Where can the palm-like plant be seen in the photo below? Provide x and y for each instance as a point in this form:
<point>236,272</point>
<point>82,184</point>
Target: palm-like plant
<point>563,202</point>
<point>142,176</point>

...

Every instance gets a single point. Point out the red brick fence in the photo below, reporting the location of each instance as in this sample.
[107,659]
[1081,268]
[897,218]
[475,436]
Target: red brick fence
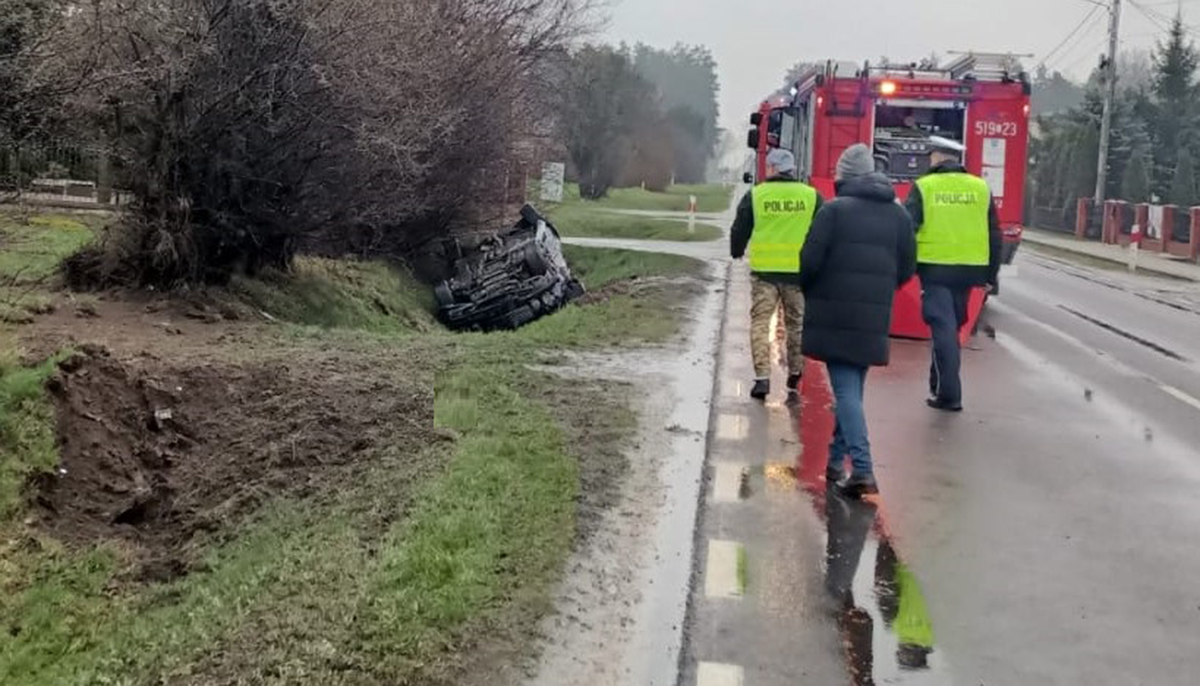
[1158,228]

--

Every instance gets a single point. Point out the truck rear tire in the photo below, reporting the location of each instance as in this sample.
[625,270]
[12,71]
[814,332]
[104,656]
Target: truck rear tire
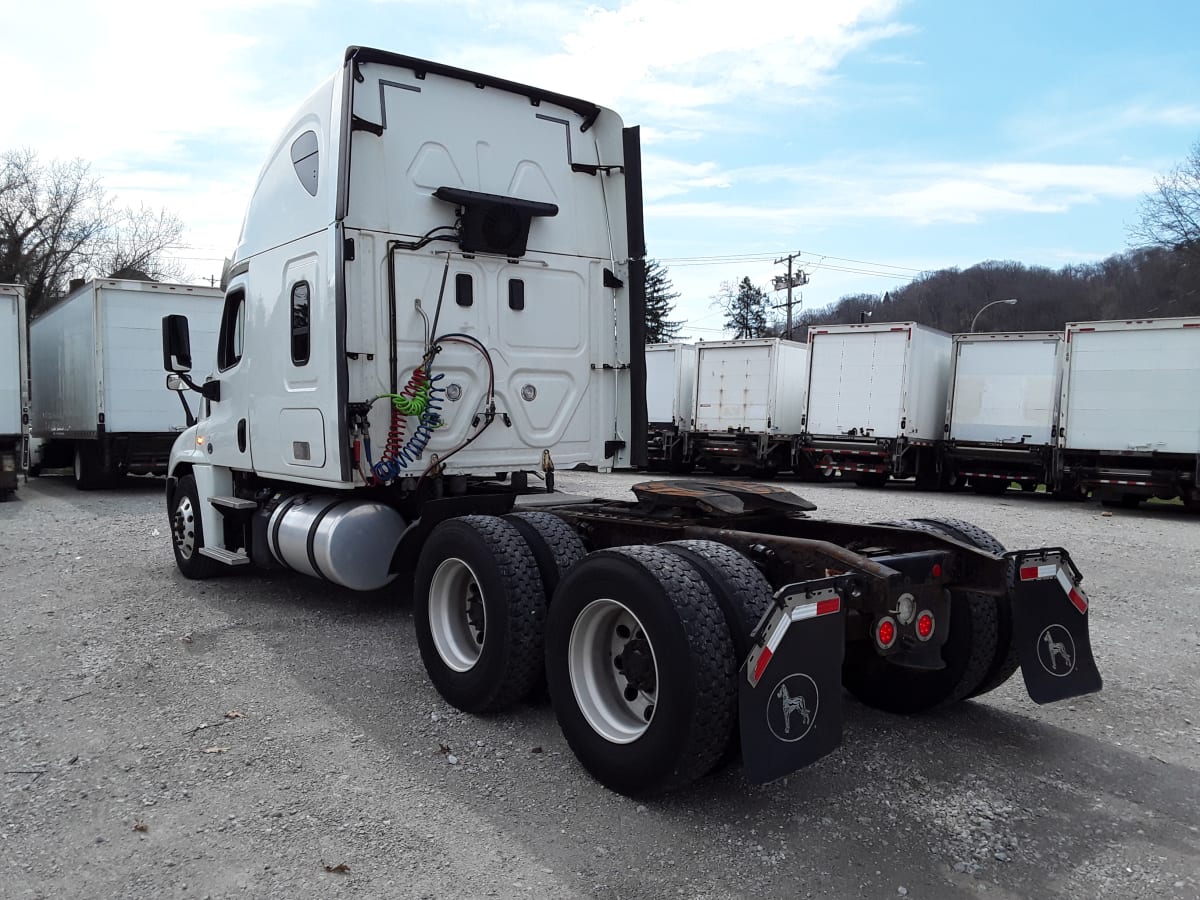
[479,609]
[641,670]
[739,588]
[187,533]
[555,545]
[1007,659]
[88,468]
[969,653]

### Description of the task
Work through the entries, filtering for the string "gets", and copy each line that holds it.

### Solution to this problem
Every instance gets a single point. Point out the red brick fence in the photo below, reporting the location of each instance as in this sample.
Every instance gets a single point. Point out the truck rear tire in the photo below, reporting the location of each instance as in this sample.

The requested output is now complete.